* begin Listed records *

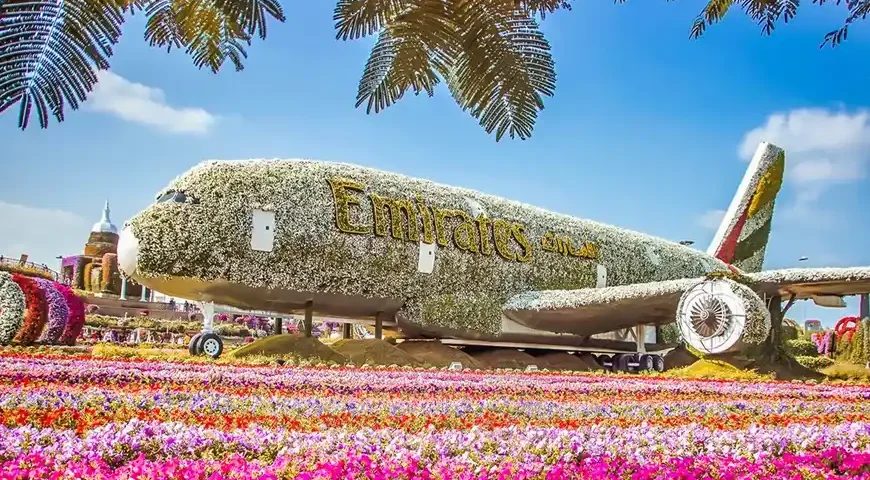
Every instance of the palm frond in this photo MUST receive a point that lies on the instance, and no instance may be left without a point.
(543, 8)
(51, 49)
(211, 31)
(858, 10)
(360, 18)
(409, 54)
(765, 12)
(251, 15)
(503, 68)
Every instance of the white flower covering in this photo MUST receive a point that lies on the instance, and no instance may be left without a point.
(12, 306)
(571, 299)
(769, 156)
(757, 326)
(812, 275)
(210, 240)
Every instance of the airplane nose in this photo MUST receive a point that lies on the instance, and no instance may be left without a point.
(128, 250)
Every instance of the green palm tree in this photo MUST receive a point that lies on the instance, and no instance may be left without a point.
(490, 54)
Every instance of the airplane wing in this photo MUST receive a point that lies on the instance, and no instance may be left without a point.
(588, 311)
(803, 283)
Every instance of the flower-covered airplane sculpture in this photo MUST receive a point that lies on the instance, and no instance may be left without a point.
(446, 262)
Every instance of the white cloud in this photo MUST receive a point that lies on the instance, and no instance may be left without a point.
(711, 219)
(135, 102)
(41, 233)
(822, 146)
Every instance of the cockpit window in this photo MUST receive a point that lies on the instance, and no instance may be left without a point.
(176, 197)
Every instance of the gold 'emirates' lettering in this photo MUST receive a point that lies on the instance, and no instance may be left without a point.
(551, 242)
(343, 202)
(409, 220)
(402, 212)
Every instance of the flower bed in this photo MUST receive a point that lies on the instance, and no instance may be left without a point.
(58, 311)
(80, 417)
(35, 315)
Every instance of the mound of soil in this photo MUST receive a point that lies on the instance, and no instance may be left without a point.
(437, 354)
(786, 368)
(505, 358)
(290, 345)
(563, 361)
(375, 352)
(679, 357)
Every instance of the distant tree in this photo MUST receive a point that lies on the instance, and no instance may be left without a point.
(491, 54)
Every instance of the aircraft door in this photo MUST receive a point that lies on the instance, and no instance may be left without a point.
(263, 231)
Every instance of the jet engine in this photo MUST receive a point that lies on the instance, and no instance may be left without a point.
(721, 315)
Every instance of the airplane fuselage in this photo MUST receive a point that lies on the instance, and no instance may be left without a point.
(273, 235)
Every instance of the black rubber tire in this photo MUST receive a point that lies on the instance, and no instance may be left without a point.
(588, 358)
(658, 363)
(192, 346)
(620, 362)
(646, 363)
(211, 345)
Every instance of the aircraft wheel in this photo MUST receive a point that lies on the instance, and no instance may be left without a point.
(193, 347)
(211, 345)
(658, 363)
(620, 362)
(646, 363)
(606, 362)
(588, 358)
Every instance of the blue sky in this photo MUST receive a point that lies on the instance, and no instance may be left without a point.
(645, 130)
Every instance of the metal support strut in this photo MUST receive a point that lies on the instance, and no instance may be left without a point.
(639, 337)
(309, 315)
(207, 317)
(379, 326)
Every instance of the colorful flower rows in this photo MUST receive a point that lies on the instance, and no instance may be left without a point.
(35, 309)
(65, 418)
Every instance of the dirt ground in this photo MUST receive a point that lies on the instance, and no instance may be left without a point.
(504, 358)
(375, 352)
(290, 345)
(679, 358)
(563, 361)
(437, 354)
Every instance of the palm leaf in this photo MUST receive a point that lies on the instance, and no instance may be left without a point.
(503, 68)
(211, 31)
(360, 18)
(765, 12)
(409, 54)
(858, 9)
(50, 52)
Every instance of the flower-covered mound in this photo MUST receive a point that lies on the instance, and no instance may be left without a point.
(66, 418)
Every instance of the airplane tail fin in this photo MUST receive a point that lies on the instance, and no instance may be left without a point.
(741, 239)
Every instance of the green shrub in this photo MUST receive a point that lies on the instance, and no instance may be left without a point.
(816, 363)
(801, 347)
(670, 333)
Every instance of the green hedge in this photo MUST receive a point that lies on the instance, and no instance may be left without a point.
(802, 347)
(816, 363)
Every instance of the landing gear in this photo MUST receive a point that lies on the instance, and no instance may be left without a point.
(206, 343)
(606, 362)
(194, 347)
(632, 362)
(646, 363)
(658, 363)
(211, 345)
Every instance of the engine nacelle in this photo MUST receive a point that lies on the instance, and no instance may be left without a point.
(721, 315)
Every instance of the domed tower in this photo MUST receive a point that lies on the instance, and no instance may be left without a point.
(104, 236)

* end Listed records *

• _To do_: What are the lines from the one with "Every instance of the palm leaf" through the last line of the records above? Quote them exactly and add nothing.

• _Written response_:
Every instance of the palm leaf in this photo MUST receive a point that lies on the instance, and no instance may be left without a point.
(503, 68)
(211, 31)
(360, 18)
(765, 12)
(409, 54)
(858, 9)
(50, 52)
Every instance of the flower-covered mound in this photo MUST receive a point that lies on the instance, and no instance may be left without a point.
(66, 418)
Every instance of the airplane tail fin in this photo MUST receive a point that lies on the instance, and no instance may be left without a point.
(741, 239)
Every instance of the green shrub in this photo MUST receive a point that lies on the instance, and no instance may be left without a point.
(816, 363)
(801, 347)
(670, 333)
Every instance of the green hedge in this photo MUST receive a point that lies on the instance, and no instance may be left without a point.
(802, 347)
(816, 363)
Every instance of the landing gear in this photo MUST receive a point that lies on the instance, and no instance may be left without a point.
(206, 343)
(606, 362)
(194, 347)
(632, 362)
(646, 363)
(658, 363)
(211, 345)
Every instance of the engine nacelle in this photo MUST receive a point that lies on the instance, and no instance may be left without a point.
(721, 315)
Every instance of the domed tower in this photo MUST receive a point that lies on the instance, and no instance may be left without a point.
(104, 236)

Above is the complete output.